Try it: Copy every line of the records that includes the word "locate".

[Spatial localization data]
════════════════

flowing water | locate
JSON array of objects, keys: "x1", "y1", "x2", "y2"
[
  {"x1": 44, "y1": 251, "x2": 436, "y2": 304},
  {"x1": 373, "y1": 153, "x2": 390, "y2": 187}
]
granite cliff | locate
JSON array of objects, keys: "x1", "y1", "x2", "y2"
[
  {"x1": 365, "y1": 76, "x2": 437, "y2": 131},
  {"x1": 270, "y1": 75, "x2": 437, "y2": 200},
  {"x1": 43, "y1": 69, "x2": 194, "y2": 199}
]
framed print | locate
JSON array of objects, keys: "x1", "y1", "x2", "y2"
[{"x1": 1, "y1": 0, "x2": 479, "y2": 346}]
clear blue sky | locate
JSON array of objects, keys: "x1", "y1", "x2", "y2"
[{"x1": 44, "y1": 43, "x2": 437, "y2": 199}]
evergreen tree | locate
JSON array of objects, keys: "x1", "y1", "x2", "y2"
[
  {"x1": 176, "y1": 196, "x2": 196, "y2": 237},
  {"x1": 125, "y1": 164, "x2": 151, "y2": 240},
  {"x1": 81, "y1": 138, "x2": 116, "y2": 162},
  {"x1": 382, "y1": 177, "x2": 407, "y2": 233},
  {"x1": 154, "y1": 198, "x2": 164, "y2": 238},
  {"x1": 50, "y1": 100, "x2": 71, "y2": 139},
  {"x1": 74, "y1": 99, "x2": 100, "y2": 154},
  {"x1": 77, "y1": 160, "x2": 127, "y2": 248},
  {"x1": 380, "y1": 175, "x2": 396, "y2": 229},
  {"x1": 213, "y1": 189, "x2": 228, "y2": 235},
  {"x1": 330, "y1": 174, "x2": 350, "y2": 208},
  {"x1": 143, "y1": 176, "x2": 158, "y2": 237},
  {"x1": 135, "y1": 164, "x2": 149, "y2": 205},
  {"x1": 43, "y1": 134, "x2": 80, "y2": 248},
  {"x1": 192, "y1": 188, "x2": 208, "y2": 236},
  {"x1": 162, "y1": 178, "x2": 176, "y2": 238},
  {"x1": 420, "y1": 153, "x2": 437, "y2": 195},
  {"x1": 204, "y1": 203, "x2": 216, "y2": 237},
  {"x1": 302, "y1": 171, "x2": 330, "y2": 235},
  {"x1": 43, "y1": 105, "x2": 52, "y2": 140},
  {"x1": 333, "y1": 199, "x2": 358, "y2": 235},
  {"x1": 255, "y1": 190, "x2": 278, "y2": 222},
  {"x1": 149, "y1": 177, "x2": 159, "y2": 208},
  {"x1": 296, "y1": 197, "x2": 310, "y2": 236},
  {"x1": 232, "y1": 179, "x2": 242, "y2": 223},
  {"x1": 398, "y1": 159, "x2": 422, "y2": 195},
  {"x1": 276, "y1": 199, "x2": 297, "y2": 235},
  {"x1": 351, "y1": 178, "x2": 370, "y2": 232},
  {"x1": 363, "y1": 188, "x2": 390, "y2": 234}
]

════════════════

Output of the exercise:
flowing water | locate
granite cliff | locate
framed print | locate
clear blue sky | locate
evergreen tree | locate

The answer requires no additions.